> Text
The Map Of Transformers

Author:Murphy  |  View: 22300  |  Time: 2025-03-23 18:52:01

Transformers

Fig. 1. Isometric map. Designed by vectorpocket / Freepik.

1. Introduction

The pace of research in deep learning has accelerated significantly in recent years, making it increasingly difficult to keep abreast of all the latest developments. Despite this, there is a particular direction of investigation that has garnered significant attention due to its demonstrated success across a diverse range of domains, including natural language processing, Computer Vision, and audio processing. This is due in large part to its highly adaptable architecture. The model is called Transformer, and it makes use of an array of mechanisms and techniques in the field (i.e., attention mechanisms). You can read more about the building blocks and their implementation along with multiple illustrations in the following articles:

Transformers in Action: Attention Is All You Need

This article provides more details about the attention mechanisms that I will be talking about throughout this article:

Rethinking Thinking: How Do Attention Mechanisms Actually Work?


2. Taxonomy of the Transformers

A comprehensive range of models has been explored based on the vanilla Transformer to date, which can broadly be broken down into three categories:

  • Architectural modifications
  • Pretraining methods
  • Applications
Fig. 2. Transformer variants modifications. Photo by author.

Each category above contains several other sub-categories, which I will investigate thoroughly in the next sections. Fig. 2. illustrates the categories researchers have modified Transformers.


3. Attention

Self-attention plays an elemental role in Transformer, although, it suffers from two main disadvantages in practice [1].

  1. Complexity: As for long sequences, this module turns into a bottleneck since its computational complexity is O(T²·D).
  2. Structural prior: It does not tackle the structural bias of the inputs and requires additional mechanisms to be injected into the training data which later it can learn (i.e. learning the order information of the input sequences).
Fig. 3. Categories of attention modifications and example papers. Photo by author.

Therefore, researchers have explored various techniques to overcome these drawbacks.

  1. Sparse attention: This technique tries to lower the computation time and the memory requirements of the attention mechanism by taking a smaller portion of the inputs into account instead of the entire input sequence, producing a sparse matrix in contrast to a full matrix.
  2. Linearized attention: Disentangling the attention matrix using kernel feature maps, this method tries to compute the attention in the reverse order to reduce the resource requirements to linear complexity.
  3. Prototype and memory compression: This line of modification tries to decrease the queries and key-value pairs to achieve a smaller attention matrix which in turn reduces the time and computational complexity.
  4. Low-rank self-attention: By explicitly modeling the low-rank property of the self-attention matrix using parameterization or replacing it with a low-rank approximation tries to improve the performance of the transformer.
  5. Attention with prior: Leveraging the prior attention distribution from other sources, this approach, combines other attention distributions with the one obtained from the inputs.
  6. Modified multi-head mechanism: There are various ways to modify and improve the performance of the multi-head mechanism which can be categorized under this research direction.

3.1. Sparse attention

The standard self-attention mechanism in a transformer requires every token to attend to all other tokens. However, it has been observed that in many cases, the attention matrix is often very sparse, meaning that only a small number of tokens actually attend to each other [2]. This suggests that it is possible to reduce the computational complexity of the self-attention mechanism by limiting the number of query-key pairs that each query attends to. By only computing the similarity scores for pre-defined patterns of query-key pairs, it is possible to significantly reduce the amount of computation required without sacrificing performance.

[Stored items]
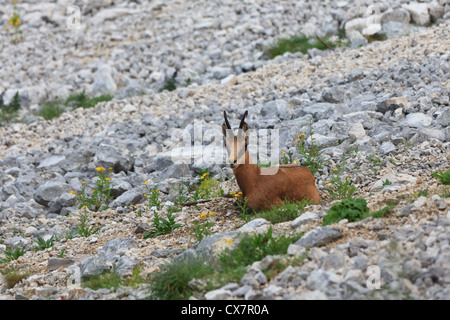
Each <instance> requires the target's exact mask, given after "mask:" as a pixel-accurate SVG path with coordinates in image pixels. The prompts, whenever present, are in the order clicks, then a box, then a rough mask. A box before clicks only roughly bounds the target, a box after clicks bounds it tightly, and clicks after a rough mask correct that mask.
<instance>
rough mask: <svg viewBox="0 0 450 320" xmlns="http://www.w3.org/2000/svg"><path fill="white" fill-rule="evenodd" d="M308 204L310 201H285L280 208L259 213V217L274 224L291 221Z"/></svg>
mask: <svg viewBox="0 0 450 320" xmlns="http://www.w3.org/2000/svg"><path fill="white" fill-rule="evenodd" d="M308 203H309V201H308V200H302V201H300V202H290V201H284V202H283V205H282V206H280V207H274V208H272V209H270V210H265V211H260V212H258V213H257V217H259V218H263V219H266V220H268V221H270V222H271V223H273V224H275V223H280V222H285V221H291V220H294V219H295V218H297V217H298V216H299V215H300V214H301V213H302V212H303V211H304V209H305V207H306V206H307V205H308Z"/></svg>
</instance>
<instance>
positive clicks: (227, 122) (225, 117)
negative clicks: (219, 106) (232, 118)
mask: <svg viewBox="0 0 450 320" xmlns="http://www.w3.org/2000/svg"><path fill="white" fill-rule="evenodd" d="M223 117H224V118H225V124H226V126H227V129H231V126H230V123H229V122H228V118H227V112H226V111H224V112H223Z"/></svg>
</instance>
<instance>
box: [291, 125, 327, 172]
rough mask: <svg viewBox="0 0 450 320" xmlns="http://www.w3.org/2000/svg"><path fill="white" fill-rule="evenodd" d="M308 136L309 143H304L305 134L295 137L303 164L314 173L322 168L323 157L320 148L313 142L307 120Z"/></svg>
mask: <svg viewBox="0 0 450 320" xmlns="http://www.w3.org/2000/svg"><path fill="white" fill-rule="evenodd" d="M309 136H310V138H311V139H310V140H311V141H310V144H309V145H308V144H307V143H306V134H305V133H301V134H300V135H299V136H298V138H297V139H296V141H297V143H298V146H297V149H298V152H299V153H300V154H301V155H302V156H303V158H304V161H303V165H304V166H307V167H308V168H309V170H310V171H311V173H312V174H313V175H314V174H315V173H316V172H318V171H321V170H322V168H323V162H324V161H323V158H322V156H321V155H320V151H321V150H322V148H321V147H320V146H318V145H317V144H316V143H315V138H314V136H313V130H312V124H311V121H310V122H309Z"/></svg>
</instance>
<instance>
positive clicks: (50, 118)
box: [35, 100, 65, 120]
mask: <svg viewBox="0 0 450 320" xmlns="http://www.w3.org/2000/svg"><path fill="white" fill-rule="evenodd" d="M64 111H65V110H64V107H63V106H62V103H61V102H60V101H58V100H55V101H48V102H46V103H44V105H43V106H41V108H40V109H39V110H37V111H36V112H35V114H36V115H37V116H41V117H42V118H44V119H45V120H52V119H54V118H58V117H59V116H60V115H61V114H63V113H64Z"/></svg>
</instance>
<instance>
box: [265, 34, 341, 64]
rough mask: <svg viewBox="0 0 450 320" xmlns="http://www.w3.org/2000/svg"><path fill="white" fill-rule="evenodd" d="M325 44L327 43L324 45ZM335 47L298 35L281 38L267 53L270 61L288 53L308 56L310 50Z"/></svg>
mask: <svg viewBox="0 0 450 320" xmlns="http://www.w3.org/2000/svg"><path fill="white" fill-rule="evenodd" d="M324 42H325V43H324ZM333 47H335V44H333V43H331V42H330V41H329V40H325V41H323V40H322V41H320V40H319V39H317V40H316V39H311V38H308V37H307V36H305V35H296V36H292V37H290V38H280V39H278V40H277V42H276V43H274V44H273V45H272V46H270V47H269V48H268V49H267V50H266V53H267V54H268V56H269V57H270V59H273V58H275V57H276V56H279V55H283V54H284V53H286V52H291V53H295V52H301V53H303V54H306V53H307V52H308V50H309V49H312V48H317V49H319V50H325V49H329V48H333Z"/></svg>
---
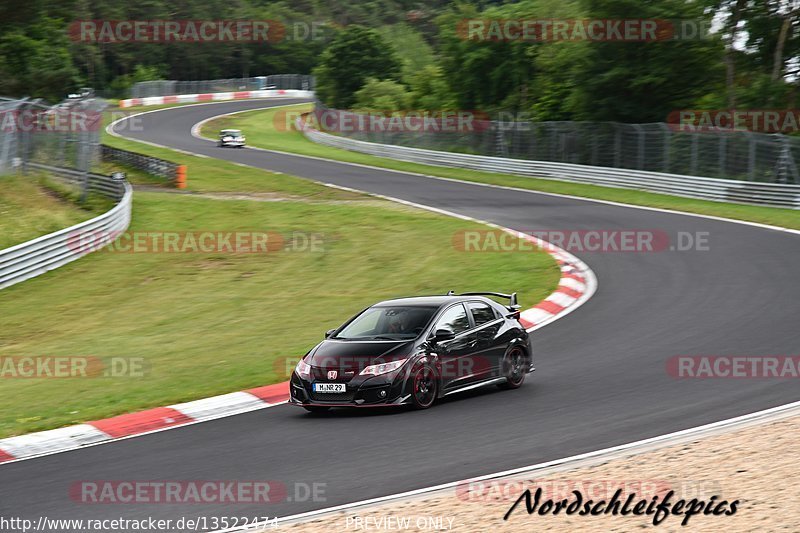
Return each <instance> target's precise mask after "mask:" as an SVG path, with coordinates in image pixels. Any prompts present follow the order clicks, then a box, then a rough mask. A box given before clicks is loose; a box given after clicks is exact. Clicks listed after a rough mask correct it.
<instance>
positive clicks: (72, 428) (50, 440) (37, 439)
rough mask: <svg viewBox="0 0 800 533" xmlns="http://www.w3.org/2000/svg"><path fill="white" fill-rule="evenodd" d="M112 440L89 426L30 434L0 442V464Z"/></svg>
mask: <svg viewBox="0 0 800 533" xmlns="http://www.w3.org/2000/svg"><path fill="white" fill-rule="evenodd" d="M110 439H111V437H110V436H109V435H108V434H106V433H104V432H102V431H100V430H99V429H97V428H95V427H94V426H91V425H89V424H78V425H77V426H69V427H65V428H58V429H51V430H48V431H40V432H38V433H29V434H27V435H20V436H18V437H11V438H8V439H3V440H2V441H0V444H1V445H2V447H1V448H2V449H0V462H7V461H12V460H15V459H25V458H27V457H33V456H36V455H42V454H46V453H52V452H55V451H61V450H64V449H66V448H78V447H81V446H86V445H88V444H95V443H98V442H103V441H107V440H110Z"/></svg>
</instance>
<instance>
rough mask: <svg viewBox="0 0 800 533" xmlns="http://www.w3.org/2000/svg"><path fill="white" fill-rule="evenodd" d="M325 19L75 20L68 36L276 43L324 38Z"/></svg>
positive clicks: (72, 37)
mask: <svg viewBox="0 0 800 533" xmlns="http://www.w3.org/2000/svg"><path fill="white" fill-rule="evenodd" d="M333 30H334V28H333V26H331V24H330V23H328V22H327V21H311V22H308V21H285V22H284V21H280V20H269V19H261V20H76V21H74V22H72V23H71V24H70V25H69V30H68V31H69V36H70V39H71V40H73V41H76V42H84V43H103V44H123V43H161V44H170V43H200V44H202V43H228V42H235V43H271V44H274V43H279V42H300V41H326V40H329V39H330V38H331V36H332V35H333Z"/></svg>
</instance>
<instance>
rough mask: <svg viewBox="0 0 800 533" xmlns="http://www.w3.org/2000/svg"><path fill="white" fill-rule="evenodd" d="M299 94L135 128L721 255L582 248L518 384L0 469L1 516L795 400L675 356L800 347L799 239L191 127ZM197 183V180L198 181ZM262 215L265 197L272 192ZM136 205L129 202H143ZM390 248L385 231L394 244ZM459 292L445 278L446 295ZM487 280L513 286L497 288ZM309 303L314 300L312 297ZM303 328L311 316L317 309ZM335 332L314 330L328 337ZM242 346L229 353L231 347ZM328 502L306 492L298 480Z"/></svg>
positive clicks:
--
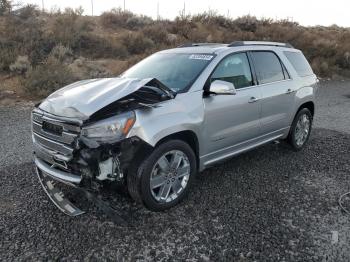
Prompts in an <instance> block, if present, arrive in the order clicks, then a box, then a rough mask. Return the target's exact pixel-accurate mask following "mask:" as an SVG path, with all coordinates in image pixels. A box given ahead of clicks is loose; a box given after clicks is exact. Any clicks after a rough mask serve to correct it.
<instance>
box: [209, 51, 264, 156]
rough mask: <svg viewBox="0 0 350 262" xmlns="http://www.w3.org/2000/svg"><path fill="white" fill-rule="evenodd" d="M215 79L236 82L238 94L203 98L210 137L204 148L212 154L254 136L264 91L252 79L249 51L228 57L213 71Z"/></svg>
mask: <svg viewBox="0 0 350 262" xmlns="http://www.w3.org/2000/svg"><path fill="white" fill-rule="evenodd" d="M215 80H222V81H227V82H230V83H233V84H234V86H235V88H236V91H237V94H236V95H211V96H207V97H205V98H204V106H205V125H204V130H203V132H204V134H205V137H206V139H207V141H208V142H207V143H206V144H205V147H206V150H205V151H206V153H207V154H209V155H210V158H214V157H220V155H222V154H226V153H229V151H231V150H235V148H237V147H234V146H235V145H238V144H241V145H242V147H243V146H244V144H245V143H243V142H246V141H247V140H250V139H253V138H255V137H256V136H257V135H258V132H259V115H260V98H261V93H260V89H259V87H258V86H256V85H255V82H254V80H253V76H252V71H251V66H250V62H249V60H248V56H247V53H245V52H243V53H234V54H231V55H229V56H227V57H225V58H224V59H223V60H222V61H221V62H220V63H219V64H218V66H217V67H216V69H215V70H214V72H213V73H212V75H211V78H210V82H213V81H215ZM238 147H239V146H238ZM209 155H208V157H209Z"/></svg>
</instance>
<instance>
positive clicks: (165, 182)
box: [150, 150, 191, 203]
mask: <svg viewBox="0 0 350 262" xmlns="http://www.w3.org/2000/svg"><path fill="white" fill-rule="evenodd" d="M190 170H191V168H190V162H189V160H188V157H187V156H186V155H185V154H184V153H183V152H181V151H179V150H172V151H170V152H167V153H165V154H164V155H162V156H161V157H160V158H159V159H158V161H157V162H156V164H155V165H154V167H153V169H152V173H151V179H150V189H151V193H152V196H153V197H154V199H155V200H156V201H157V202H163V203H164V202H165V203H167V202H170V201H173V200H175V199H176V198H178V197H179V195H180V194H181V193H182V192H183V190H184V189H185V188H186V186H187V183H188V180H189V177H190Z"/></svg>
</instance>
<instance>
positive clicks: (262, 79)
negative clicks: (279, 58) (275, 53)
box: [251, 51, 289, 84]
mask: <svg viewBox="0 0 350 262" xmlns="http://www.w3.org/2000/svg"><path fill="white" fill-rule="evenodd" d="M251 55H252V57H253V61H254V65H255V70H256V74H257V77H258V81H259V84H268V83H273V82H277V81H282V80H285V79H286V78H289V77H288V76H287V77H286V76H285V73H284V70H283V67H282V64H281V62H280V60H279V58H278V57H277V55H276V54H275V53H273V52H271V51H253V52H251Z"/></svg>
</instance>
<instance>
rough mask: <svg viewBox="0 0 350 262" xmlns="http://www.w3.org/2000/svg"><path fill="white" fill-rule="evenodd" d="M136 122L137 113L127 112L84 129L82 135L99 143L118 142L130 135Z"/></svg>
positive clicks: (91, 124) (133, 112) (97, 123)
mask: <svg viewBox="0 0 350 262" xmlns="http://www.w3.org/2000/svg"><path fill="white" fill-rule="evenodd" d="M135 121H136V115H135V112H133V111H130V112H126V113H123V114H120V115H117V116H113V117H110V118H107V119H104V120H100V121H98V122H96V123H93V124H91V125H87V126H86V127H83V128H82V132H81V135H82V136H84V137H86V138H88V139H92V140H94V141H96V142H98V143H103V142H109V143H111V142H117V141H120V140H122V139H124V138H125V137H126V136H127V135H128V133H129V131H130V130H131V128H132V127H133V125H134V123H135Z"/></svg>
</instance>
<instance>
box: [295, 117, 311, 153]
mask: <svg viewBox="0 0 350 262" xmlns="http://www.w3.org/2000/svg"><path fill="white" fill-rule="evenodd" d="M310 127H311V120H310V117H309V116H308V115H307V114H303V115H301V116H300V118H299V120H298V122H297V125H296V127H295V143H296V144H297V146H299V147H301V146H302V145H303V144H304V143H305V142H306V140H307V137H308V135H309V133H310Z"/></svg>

> Task set
(a) In the Transformers article, what are the two main disadvantages of self-attention in practice?
(b) Can you carry the Transformers article forward, picking up right after its final sentence on sparse attention?

> Outputs by task
(a) Complexity and structural prior.

(b)
Eq. 1

In the un-normalized attention matrix Â, the -∞ items are not typically stored in memory in order to reduce the memory footprint. This is done to decrease the amount of memory required to implement the matrix, which can improve the efficiency and performance of the system.

We can map the attention matrix to a bipartite graph where the standard attention mechanism can be thought of as a complete bipartite graph, where each query receives information from all of the nodes in the memory and uses this information to update its representation. In this way, the attention mechanism allows each query to attend to all of the other nodes in the memory and incorporate their information into its representation. This allows the model to capture complex relationships and dependencies between the nodes in the memory. The sparse attention mechanism, on the other hand, can be thought of as a sparse graph. This means that not all of the nodes in the graph are connected, which can reduce the computational complexity of the system and improve its efficiency and performance. By limiting the number of connections between nodes, the sparse attention mechanism can still capture important relationships and dependencies, but with less computational overhead.

There are two main classes of approaches to sparse attention, based on the metrics used to determine the sparse connections between nodes [1]. These are position-based and content-based sparse attention.

3.1.1. Position-based sparse attention

In this type of attention, the connections in the attention matrix are limited according to predetermined patterns. They can be expressed as combinations of simpler patterns, which can be useful for understanding and analyzing the behavior of the attention mechanism.

Fig. 4. Main atomic sparse attention patterns. The colored squares demonstrate correspondent calculated attention scores. Image from [1].

3.1.1.1. Atomic sparse attention: There are five basic atomic sparse attention patterns that can be used to construct a variety of different sparse attention mechanisms that have different trade-offs between computational complexity and performance as shown in Fig. 4.

  1. Global attention: Global nodes can be used as an information hub across all other nodes that can attend to all other nodes in the sequence and vice versa as in Fig. 4 (a).
  2. Band attention (also sliding window attention or local attention): The relationships and dependencies between different parts of the data are often local rather than global. In the band attention, the attention matrix is a band matrix, with the queries only attending to a certain number of neighboring nodes on either side as shown in Fig. 4 (b).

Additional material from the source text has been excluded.